_Exercise objective_.
Transcribe all of the material exactly.

++++ Provided records ++++

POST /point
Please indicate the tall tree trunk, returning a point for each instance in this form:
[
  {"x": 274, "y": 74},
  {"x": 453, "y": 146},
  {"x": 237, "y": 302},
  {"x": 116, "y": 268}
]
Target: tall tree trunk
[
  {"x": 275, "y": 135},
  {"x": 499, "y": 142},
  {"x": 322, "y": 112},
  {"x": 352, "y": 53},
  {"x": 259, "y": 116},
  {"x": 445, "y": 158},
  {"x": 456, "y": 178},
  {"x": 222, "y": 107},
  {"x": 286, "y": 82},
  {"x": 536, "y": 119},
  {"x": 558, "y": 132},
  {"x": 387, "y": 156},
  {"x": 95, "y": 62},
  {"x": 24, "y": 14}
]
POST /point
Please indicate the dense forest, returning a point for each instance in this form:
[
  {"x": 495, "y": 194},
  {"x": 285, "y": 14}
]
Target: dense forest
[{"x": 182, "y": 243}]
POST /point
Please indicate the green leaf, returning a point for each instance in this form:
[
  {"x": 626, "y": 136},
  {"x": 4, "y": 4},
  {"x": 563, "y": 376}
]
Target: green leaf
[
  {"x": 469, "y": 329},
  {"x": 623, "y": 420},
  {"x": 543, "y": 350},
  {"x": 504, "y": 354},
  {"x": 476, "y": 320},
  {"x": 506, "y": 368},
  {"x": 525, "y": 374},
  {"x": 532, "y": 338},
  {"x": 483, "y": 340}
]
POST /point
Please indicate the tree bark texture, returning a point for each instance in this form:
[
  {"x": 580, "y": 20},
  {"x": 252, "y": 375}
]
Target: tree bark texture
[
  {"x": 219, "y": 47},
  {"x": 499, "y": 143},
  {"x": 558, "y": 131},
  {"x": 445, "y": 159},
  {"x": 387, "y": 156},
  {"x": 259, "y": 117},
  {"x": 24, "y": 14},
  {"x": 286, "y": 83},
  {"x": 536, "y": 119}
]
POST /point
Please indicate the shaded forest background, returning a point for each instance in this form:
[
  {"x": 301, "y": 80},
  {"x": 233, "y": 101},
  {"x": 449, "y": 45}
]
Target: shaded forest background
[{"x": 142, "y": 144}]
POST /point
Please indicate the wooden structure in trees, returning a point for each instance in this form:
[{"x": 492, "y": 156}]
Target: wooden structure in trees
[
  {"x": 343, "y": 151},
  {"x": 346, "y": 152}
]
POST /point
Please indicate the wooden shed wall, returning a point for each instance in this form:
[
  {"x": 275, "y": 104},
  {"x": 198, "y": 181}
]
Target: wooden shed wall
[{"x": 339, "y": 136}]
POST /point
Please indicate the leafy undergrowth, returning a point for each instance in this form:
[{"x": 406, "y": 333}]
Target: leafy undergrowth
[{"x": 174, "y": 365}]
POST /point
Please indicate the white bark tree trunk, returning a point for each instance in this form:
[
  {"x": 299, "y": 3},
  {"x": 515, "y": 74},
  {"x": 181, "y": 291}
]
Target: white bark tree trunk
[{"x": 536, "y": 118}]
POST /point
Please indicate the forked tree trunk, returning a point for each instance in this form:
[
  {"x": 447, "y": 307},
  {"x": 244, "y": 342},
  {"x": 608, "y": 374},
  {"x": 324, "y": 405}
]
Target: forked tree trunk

++++

_Output_.
POST /point
Please indicate the tall tree trunk, returning a point for each instance in this form:
[
  {"x": 274, "y": 74},
  {"x": 453, "y": 146},
  {"x": 237, "y": 302},
  {"x": 116, "y": 268}
]
Target: tall tree trunk
[
  {"x": 275, "y": 135},
  {"x": 499, "y": 142},
  {"x": 322, "y": 112},
  {"x": 352, "y": 53},
  {"x": 259, "y": 116},
  {"x": 445, "y": 158},
  {"x": 456, "y": 178},
  {"x": 222, "y": 107},
  {"x": 286, "y": 82},
  {"x": 536, "y": 119},
  {"x": 558, "y": 132},
  {"x": 387, "y": 156},
  {"x": 95, "y": 62},
  {"x": 24, "y": 14}
]
POST /point
Please indicate the dense forest, returning a point for each instance in this form:
[
  {"x": 495, "y": 194},
  {"x": 285, "y": 14}
]
Target: dense forest
[{"x": 182, "y": 243}]
POST /point
Please indicate the green leaf, returning a point for each instance in this form:
[
  {"x": 626, "y": 136},
  {"x": 4, "y": 4},
  {"x": 563, "y": 376}
]
Target: green leaf
[
  {"x": 469, "y": 329},
  {"x": 623, "y": 420},
  {"x": 543, "y": 350},
  {"x": 504, "y": 354},
  {"x": 476, "y": 320},
  {"x": 506, "y": 368},
  {"x": 525, "y": 374},
  {"x": 532, "y": 338},
  {"x": 483, "y": 340}
]
POST /point
Please indicate the tree bark texture, returning a point for each instance in this form:
[
  {"x": 580, "y": 20},
  {"x": 252, "y": 375}
]
Target: tree bark texture
[
  {"x": 219, "y": 47},
  {"x": 499, "y": 143},
  {"x": 558, "y": 131},
  {"x": 445, "y": 159},
  {"x": 387, "y": 156},
  {"x": 259, "y": 117},
  {"x": 24, "y": 14},
  {"x": 286, "y": 83},
  {"x": 536, "y": 119}
]
POST /point
Please indicate the shaded forest background, returning a point for each instance in this form:
[
  {"x": 301, "y": 80},
  {"x": 233, "y": 101},
  {"x": 449, "y": 45}
]
Target: shaded forest background
[{"x": 142, "y": 144}]
POST /point
Please indicate the wooden structure in trees, returning a point for each instance in this form:
[{"x": 492, "y": 156}]
Target: wooden structure in trees
[
  {"x": 343, "y": 151},
  {"x": 346, "y": 152}
]
POST /point
Please indicate the wooden shed wall, returning a point for each instance in this form:
[
  {"x": 275, "y": 104},
  {"x": 198, "y": 181}
]
Target: wooden shed wall
[{"x": 339, "y": 136}]
POST /point
Please indicate the leafy undergrowth, returning a point for each instance in this form:
[{"x": 406, "y": 333}]
Target: leafy undergrowth
[{"x": 174, "y": 365}]
POST /point
Please indicate the white bark tree trunk, returning a point for each instance in this form:
[
  {"x": 299, "y": 3},
  {"x": 515, "y": 74},
  {"x": 181, "y": 291}
]
Target: white bark tree trunk
[{"x": 536, "y": 118}]
POST /point
Please indicate the forked tree trunk, returning a point for each instance in this form:
[
  {"x": 447, "y": 307},
  {"x": 244, "y": 342},
  {"x": 608, "y": 374},
  {"x": 324, "y": 405}
]
Target: forked tree trunk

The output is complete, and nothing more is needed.